#### [Required work]
Return, exactly, the line that contains "In this exercise you will label the pink blossom" together with all lines after it to the end of the entries, and no further lines.

(Extracted records)
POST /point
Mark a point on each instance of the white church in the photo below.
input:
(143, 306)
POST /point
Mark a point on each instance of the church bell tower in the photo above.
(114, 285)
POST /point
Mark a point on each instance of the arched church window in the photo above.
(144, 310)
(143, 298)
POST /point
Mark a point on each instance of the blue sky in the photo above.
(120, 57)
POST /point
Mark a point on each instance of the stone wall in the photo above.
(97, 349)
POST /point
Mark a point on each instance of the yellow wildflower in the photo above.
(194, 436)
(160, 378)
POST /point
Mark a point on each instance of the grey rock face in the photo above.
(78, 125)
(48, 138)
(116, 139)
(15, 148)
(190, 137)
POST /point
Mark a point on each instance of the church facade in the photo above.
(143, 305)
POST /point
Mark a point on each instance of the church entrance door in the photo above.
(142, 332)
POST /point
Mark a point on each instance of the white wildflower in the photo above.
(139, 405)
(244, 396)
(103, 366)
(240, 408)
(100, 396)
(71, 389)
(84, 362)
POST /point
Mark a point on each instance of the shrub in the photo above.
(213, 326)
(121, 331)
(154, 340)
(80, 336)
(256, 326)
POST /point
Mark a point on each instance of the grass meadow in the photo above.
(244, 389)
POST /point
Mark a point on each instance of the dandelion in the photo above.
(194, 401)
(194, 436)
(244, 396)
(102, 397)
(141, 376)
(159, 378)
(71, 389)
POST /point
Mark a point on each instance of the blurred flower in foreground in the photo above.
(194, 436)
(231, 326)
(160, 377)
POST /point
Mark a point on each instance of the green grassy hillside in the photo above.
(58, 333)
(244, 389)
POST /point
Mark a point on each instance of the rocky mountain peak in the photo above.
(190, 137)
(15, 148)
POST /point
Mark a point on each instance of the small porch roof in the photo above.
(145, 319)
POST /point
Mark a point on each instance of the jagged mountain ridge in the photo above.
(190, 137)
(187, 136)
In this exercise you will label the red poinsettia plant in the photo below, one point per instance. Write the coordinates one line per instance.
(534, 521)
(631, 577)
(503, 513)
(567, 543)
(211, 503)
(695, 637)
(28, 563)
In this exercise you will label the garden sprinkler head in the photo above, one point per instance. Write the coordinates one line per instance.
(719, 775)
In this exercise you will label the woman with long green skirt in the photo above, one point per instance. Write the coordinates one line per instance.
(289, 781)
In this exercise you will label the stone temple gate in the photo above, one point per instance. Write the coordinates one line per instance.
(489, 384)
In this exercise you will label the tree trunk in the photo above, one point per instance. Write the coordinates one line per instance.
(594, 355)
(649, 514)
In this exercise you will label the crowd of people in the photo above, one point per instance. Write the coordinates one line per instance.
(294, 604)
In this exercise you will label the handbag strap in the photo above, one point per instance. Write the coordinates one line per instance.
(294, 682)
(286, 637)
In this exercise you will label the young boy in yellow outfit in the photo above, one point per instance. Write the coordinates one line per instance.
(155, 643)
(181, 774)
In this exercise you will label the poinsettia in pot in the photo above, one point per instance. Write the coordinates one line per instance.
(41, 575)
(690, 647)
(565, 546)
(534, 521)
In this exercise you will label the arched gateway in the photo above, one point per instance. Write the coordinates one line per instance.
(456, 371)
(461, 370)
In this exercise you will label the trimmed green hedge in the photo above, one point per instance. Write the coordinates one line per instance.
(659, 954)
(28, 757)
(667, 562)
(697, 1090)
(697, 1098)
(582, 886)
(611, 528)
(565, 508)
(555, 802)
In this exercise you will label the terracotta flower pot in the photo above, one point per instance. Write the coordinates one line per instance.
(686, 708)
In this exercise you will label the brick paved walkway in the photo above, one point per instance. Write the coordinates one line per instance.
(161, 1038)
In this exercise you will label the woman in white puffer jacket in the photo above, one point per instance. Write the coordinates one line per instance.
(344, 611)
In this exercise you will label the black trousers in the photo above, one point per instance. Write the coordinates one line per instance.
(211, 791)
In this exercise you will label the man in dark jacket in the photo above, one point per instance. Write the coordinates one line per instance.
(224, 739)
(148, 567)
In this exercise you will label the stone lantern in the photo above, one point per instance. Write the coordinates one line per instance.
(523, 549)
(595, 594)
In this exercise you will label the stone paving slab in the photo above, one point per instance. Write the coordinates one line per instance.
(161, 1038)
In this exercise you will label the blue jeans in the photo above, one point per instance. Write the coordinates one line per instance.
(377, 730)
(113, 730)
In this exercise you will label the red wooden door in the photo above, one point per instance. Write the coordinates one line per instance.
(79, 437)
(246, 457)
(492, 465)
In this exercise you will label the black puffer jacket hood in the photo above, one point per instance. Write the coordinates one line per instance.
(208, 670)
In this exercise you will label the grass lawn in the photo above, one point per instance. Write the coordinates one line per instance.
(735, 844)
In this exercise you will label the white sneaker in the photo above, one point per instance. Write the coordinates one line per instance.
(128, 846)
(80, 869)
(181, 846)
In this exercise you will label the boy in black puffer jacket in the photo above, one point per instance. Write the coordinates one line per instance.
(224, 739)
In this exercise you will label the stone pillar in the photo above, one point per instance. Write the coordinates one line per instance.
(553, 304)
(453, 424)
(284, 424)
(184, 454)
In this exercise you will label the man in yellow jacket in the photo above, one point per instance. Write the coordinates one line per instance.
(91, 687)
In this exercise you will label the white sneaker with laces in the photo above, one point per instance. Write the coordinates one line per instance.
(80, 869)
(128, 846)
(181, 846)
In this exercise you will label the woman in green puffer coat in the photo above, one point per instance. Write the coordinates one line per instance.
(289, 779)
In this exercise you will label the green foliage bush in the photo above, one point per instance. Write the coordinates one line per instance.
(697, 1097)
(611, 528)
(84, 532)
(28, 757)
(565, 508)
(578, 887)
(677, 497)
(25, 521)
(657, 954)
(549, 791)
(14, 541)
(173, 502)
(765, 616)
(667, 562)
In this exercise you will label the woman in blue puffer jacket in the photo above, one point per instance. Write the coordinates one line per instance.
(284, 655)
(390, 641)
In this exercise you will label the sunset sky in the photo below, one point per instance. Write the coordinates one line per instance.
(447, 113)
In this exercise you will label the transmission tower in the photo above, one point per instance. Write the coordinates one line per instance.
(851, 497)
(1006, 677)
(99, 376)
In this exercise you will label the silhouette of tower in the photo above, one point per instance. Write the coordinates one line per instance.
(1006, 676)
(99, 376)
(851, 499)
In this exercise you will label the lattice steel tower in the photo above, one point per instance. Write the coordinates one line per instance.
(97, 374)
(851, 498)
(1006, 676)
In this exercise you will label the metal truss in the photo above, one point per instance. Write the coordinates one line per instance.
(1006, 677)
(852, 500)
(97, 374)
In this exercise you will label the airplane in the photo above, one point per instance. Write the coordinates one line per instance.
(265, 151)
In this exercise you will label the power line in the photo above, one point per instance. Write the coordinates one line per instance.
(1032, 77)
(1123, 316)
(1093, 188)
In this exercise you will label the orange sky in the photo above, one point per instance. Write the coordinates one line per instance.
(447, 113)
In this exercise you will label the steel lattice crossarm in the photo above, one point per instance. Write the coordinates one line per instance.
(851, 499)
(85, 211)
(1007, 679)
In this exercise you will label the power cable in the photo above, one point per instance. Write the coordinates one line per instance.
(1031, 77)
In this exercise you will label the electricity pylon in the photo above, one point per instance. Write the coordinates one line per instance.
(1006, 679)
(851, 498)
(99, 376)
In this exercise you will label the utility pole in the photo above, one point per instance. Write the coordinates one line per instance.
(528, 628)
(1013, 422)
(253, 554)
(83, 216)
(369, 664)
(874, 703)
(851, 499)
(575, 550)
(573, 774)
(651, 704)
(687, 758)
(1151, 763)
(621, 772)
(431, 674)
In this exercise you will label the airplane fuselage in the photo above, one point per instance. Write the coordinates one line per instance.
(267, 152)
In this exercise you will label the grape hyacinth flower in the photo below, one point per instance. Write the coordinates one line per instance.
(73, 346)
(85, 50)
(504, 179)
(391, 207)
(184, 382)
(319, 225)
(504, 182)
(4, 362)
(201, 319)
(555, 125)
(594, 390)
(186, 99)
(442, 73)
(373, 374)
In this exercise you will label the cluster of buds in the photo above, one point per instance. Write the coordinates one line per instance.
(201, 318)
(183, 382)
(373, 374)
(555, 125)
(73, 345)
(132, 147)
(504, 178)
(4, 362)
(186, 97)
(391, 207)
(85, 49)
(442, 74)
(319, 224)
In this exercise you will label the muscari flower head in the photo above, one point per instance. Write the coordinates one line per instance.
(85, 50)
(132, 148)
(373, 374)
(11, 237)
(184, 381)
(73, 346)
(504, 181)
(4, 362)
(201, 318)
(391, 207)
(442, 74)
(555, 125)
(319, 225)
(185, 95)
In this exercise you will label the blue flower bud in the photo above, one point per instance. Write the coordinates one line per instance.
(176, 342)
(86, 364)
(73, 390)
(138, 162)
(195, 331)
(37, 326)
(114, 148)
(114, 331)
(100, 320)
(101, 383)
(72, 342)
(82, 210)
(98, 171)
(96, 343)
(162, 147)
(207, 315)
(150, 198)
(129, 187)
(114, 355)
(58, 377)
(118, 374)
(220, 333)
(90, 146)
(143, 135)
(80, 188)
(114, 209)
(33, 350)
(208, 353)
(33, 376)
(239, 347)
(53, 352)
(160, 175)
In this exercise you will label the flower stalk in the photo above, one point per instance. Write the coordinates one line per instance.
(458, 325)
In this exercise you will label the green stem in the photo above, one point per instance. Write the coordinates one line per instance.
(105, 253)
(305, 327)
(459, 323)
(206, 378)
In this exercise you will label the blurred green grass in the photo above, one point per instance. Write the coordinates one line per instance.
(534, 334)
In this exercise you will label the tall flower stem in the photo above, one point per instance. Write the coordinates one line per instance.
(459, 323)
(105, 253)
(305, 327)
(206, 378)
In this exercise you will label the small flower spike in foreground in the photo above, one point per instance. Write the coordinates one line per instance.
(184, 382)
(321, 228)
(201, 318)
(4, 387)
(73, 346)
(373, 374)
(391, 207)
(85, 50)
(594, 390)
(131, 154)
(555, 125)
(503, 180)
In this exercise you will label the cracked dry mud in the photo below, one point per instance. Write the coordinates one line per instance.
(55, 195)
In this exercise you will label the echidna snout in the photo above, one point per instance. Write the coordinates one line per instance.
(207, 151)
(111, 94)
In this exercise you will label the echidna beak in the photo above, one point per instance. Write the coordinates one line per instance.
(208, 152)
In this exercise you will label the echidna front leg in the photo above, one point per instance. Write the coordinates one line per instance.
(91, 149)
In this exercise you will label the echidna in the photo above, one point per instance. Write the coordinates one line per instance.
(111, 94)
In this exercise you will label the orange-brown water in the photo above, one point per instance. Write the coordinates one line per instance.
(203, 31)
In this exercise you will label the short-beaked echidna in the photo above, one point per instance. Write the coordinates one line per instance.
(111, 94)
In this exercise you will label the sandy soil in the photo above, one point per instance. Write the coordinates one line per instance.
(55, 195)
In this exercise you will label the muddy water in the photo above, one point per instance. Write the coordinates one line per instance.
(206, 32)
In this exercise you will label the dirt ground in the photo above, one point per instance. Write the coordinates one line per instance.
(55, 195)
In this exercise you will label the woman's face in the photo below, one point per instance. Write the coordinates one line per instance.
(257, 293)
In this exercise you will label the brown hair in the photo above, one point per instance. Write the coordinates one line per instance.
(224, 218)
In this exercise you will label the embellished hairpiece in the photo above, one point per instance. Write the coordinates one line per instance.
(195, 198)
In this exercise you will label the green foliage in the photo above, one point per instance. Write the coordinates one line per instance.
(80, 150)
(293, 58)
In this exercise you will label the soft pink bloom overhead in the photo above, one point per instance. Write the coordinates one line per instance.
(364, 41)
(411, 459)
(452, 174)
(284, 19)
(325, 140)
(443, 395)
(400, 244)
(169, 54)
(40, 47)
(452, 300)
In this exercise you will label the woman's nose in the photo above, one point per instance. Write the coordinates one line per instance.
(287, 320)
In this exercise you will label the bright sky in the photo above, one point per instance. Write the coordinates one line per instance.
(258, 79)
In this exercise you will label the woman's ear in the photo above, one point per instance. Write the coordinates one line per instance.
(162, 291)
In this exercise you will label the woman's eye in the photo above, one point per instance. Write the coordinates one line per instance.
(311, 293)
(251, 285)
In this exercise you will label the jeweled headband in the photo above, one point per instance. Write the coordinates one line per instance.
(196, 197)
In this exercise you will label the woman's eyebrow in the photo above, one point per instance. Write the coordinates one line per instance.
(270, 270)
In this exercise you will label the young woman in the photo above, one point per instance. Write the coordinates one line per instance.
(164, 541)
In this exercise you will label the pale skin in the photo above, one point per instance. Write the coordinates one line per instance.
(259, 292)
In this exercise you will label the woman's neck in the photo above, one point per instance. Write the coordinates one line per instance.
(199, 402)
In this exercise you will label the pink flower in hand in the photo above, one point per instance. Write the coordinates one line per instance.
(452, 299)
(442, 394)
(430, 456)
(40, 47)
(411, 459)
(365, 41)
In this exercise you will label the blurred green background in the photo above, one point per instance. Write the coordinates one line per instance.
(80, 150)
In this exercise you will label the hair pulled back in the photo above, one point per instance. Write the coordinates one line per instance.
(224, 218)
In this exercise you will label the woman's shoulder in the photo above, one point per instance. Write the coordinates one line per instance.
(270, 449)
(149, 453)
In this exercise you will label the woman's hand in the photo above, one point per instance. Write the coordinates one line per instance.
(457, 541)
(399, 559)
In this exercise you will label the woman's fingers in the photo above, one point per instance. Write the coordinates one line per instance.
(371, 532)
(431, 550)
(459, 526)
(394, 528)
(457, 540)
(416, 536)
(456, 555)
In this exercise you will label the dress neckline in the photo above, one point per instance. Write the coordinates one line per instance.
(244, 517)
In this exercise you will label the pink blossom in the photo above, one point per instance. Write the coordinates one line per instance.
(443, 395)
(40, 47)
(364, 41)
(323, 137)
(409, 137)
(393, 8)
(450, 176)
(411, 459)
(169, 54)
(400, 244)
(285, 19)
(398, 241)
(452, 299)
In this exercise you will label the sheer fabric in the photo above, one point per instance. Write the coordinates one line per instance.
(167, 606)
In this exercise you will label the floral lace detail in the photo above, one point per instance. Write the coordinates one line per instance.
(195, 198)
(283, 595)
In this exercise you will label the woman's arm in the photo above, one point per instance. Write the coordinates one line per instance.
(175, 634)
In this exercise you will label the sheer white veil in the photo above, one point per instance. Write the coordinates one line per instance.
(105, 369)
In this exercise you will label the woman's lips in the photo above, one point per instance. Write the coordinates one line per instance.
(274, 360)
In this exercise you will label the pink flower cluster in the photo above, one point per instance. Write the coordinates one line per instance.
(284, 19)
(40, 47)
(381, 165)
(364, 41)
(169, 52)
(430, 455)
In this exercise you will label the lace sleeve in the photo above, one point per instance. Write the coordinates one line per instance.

#### [Output for this exercise]
In this exercise you will label the pink blossom in the photo above, one point per instance. Write the coordinates one line per instance.
(443, 395)
(40, 47)
(364, 41)
(323, 137)
(409, 137)
(393, 8)
(450, 176)
(411, 459)
(169, 54)
(400, 244)
(285, 19)
(398, 241)
(452, 299)
In this exercise you will label the sheer fabric in the photo above, one point per instance. Write the coordinates one line per instance.
(167, 606)
In this exercise you will label the floral lace detail in the photo above, one point per instance. Write the coordinates one line per instance.
(195, 198)
(283, 595)
In this exercise you will label the woman's arm in the photo above, one point per instance. Write the coordinates one line per instance.
(175, 634)
In this exercise you will label the sheer white veil in the photo above, one point per instance. Write the coordinates one line per instance.
(105, 369)
In this exercise you will label the woman's lips in the photo above, one point per instance. Write the coordinates one line per instance.
(274, 360)
In this exercise you will label the pink flower cluster in the photo above, one point per instance. Write the coordinates one line per instance.
(284, 19)
(40, 47)
(381, 165)
(364, 41)
(169, 52)
(430, 455)
In this exercise you will label the lace sleeve in the photo above, one point per instance. Write the coordinates one line per instance.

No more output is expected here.